**Some records**
=======
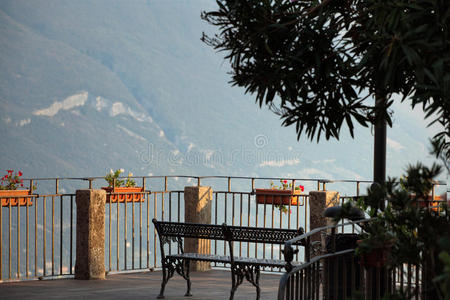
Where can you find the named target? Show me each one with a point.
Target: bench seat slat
(226, 259)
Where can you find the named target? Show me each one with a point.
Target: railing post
(318, 202)
(197, 203)
(90, 246)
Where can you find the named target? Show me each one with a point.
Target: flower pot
(16, 197)
(120, 194)
(277, 197)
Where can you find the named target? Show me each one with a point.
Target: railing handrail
(319, 229)
(286, 276)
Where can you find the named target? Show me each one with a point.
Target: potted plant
(375, 244)
(122, 190)
(280, 196)
(10, 193)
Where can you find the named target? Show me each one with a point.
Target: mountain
(91, 85)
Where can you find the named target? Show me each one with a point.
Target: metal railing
(338, 273)
(38, 241)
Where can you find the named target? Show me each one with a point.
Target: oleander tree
(327, 64)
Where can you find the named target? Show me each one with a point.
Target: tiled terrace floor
(211, 285)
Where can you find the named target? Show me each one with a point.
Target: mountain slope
(92, 85)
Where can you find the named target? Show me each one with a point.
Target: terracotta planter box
(377, 258)
(115, 194)
(277, 197)
(15, 198)
(430, 202)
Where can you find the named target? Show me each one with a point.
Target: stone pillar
(197, 209)
(318, 202)
(90, 253)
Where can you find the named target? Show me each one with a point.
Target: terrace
(38, 241)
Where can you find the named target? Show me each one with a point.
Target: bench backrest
(228, 233)
(189, 230)
(261, 235)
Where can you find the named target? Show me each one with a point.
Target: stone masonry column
(318, 202)
(90, 253)
(197, 209)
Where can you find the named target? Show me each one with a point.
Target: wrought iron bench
(241, 267)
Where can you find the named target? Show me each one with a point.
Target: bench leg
(188, 279)
(252, 274)
(163, 283)
(237, 276)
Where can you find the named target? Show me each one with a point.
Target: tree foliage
=======
**Written instruction**
Repeat the material above word for word and skip every image in it.

**Reply**
Where can you find the named target? Show me each one with a point.
Target: bench seat slat
(226, 259)
Where can you find the named target? Show me each one with a point.
Target: railing post
(318, 202)
(197, 203)
(90, 246)
Where can you find the named target? Show me each one with a point.
Target: flower pot
(16, 197)
(120, 194)
(277, 197)
Where can you find the named target? Show me each one with a point.
Target: railing handrail
(319, 229)
(286, 276)
Where can you find the named target? Show me each one with a point.
Target: potted plant
(375, 244)
(122, 190)
(280, 196)
(10, 193)
Where can you find the named target? Show me each one with a point.
Target: mountain
(91, 85)
Where can you find the named target? Show me each one with a point.
Target: metal railing
(338, 273)
(38, 241)
Where can you find the named target? Show me each one with a point.
Target: oleander tree
(327, 64)
Where can you find the named target? Show me each one with a point.
Target: tiled terrace floor
(211, 285)
Where can you find the named target? Show me each one with a point.
Target: mountain slope
(92, 85)
Where can you find the named target? Show me each one with a point.
Target: terracotta planter box
(377, 258)
(115, 194)
(277, 197)
(15, 198)
(430, 202)
Where can you find the named target? Show me each one with a point.
Target: stone pillar
(197, 209)
(318, 202)
(90, 253)
Where can you find the named target? Show me each one with a point.
Target: terrace
(38, 241)
Where can you find the named target? Show me each one with a point.
Target: bench backrest
(228, 233)
(189, 230)
(261, 235)
Where can you find the named target? Show me each one with a point.
Target: stone masonry column
(318, 202)
(90, 253)
(197, 209)
Where can you find the named target? Show me each one with a point.
Target: wrought iron bench
(241, 267)
Where can you find the named target? Show me each one with a point.
Target: bench leg
(188, 279)
(252, 274)
(163, 283)
(237, 276)
Where can you find the named target? Show me each one with a point.
Target: tree foliage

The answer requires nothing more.